Determine how many lines in the listing contain the string "below"; respond with the number alone.

___ RECORD SET ___

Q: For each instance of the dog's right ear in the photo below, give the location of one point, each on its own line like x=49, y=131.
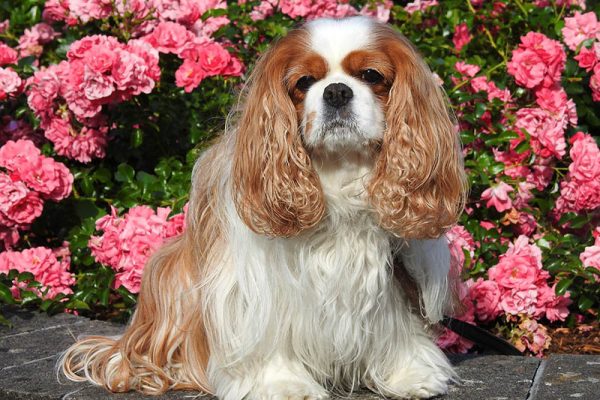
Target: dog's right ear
x=275, y=189
x=419, y=185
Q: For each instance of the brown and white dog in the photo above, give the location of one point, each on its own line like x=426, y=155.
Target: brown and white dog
x=340, y=158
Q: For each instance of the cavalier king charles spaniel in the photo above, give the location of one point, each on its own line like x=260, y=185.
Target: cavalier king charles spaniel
x=313, y=258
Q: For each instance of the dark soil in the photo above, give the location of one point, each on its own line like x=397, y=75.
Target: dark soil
x=582, y=339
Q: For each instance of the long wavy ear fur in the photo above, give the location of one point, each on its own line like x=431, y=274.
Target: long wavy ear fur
x=275, y=189
x=418, y=186
x=165, y=345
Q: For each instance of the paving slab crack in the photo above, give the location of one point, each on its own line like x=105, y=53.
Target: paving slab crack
x=30, y=362
x=46, y=328
x=536, y=381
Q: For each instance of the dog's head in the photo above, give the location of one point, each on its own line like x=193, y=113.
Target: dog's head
x=337, y=85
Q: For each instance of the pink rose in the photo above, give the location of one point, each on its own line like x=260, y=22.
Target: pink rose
x=128, y=241
x=546, y=131
x=15, y=154
x=189, y=75
x=519, y=301
x=7, y=55
x=486, y=296
x=169, y=37
x=538, y=61
x=46, y=268
x=497, y=197
x=586, y=158
x=461, y=36
x=10, y=83
x=87, y=10
x=588, y=58
x=42, y=90
x=419, y=5
x=465, y=69
x=580, y=27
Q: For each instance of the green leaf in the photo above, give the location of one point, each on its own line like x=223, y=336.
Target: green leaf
x=76, y=304
x=563, y=286
x=125, y=173
x=479, y=110
x=585, y=303
x=6, y=295
x=137, y=138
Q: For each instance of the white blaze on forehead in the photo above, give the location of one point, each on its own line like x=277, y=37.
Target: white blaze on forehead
x=334, y=39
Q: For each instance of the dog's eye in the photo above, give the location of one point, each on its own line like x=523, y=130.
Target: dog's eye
x=305, y=83
x=371, y=76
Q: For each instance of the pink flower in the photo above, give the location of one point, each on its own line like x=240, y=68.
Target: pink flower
x=546, y=131
x=581, y=188
x=15, y=154
x=519, y=301
x=265, y=9
x=128, y=241
x=46, y=268
x=208, y=27
x=83, y=146
x=42, y=90
x=497, y=196
x=486, y=297
x=588, y=58
x=18, y=204
x=189, y=75
x=32, y=41
x=87, y=10
x=595, y=83
x=526, y=224
x=538, y=61
x=419, y=5
x=580, y=27
x=380, y=10
x=532, y=336
x=7, y=55
x=459, y=239
x=56, y=11
x=586, y=158
x=555, y=308
x=554, y=100
x=520, y=267
x=169, y=37
x=465, y=69
x=461, y=36
x=10, y=83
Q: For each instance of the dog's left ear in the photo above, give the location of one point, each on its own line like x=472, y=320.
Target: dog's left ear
x=418, y=187
x=275, y=188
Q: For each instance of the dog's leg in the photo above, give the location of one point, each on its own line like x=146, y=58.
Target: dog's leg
x=414, y=368
x=276, y=379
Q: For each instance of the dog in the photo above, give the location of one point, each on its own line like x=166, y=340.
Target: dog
x=340, y=162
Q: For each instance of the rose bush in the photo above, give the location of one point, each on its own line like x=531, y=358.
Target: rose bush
x=105, y=105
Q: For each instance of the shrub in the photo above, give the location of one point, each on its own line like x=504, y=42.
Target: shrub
x=106, y=105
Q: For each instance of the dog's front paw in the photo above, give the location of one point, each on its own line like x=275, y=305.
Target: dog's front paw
x=419, y=382
x=286, y=380
x=288, y=389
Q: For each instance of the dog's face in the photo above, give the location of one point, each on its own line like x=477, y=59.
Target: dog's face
x=338, y=85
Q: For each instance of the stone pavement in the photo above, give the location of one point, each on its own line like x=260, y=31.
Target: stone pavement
x=29, y=350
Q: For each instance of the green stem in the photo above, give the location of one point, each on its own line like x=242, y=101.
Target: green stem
x=521, y=7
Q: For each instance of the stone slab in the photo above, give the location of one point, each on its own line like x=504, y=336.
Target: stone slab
x=492, y=377
x=567, y=377
x=29, y=352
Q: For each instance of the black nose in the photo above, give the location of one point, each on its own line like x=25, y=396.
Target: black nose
x=337, y=95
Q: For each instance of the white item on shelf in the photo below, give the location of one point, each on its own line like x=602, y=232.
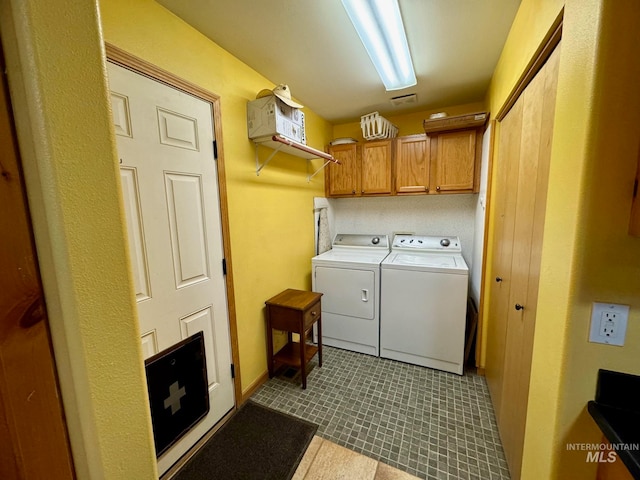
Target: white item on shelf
x=375, y=127
x=343, y=140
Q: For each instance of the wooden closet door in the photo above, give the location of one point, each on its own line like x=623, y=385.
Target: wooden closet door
x=510, y=132
x=518, y=247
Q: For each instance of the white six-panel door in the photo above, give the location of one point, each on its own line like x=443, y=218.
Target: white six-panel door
x=170, y=192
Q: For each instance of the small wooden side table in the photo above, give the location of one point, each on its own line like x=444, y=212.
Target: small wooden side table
x=294, y=311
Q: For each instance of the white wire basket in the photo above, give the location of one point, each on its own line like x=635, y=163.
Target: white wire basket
x=376, y=127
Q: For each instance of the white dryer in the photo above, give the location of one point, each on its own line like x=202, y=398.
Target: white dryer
x=423, y=302
x=348, y=276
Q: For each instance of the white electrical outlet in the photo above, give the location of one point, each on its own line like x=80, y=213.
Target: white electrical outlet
x=608, y=323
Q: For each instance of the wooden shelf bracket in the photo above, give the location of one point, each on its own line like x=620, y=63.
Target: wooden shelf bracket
x=281, y=144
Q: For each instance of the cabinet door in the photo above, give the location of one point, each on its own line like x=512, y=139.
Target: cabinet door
x=376, y=167
x=453, y=158
x=412, y=164
x=341, y=180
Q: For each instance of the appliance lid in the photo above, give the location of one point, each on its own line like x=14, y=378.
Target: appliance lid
x=426, y=243
x=350, y=240
x=369, y=256
x=444, y=263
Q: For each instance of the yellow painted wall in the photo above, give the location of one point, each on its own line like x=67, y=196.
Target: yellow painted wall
x=587, y=254
x=271, y=216
x=57, y=78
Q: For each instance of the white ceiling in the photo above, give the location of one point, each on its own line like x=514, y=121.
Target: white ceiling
x=312, y=46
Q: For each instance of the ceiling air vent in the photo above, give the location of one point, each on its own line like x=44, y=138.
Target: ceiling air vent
x=404, y=99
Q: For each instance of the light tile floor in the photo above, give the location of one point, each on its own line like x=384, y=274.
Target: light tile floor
x=425, y=422
x=326, y=460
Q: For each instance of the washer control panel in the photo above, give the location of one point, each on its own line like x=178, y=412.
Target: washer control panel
x=361, y=241
x=426, y=243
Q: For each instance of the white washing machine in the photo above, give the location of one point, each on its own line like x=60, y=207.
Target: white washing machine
x=348, y=276
x=423, y=302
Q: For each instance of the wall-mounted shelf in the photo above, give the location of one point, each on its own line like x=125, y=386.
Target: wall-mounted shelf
x=440, y=124
x=281, y=144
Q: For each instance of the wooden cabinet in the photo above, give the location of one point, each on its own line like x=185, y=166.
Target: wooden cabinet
x=455, y=160
x=438, y=162
x=342, y=180
x=365, y=169
x=412, y=172
x=376, y=168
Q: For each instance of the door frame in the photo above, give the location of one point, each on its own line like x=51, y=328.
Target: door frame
x=126, y=60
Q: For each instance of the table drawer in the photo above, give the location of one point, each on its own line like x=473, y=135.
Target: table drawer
x=312, y=314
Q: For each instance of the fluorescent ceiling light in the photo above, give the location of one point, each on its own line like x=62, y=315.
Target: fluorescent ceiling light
x=379, y=24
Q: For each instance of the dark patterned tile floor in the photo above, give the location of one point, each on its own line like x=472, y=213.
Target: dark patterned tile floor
x=431, y=424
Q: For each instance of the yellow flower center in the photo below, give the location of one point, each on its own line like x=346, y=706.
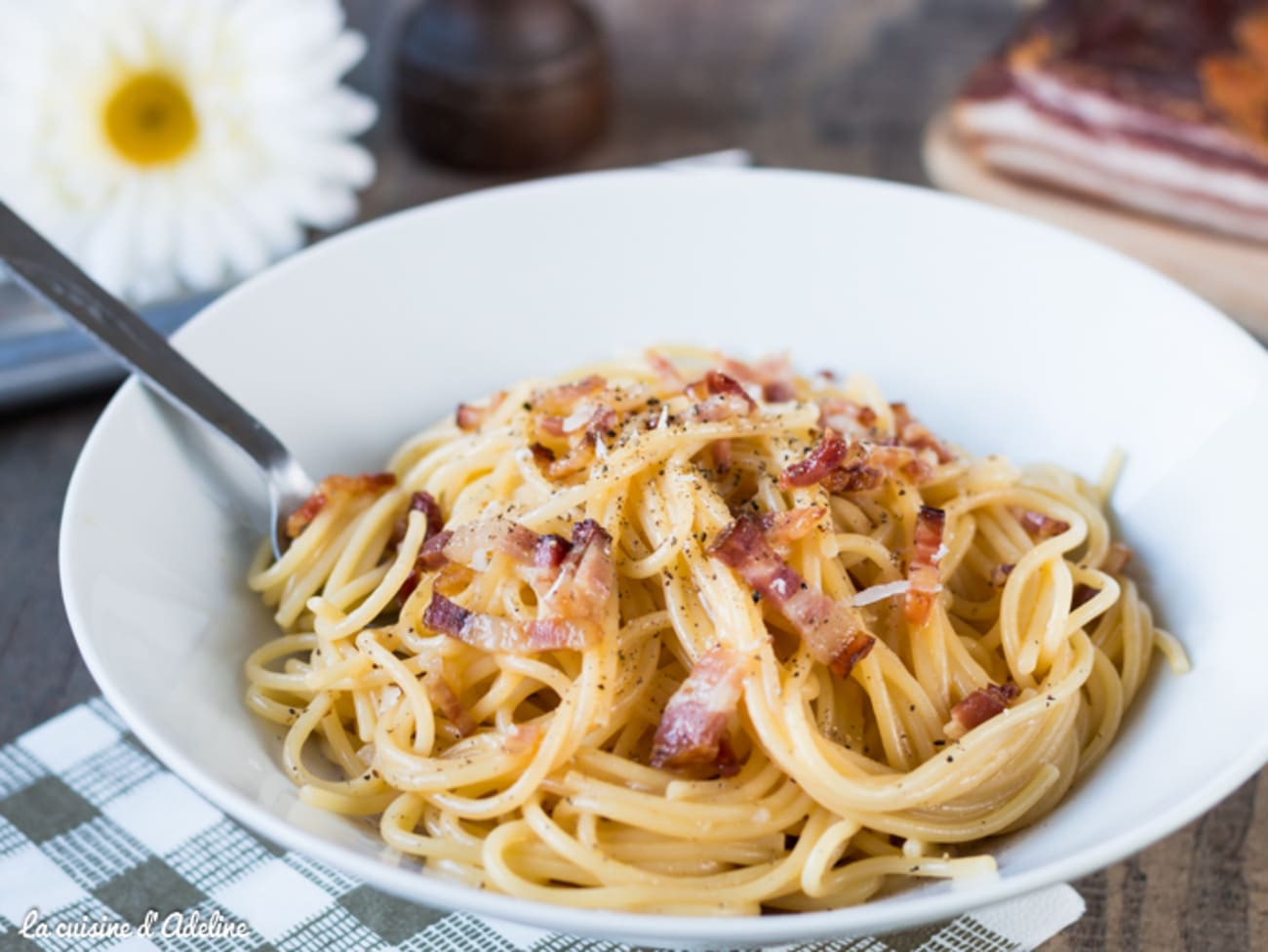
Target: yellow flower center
x=150, y=121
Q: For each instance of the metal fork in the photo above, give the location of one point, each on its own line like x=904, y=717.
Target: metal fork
x=47, y=273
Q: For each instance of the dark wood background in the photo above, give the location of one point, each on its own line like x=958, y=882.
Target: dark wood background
x=840, y=85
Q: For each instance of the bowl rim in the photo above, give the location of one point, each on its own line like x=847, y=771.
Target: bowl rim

___

● YOUR SOLUTION: 3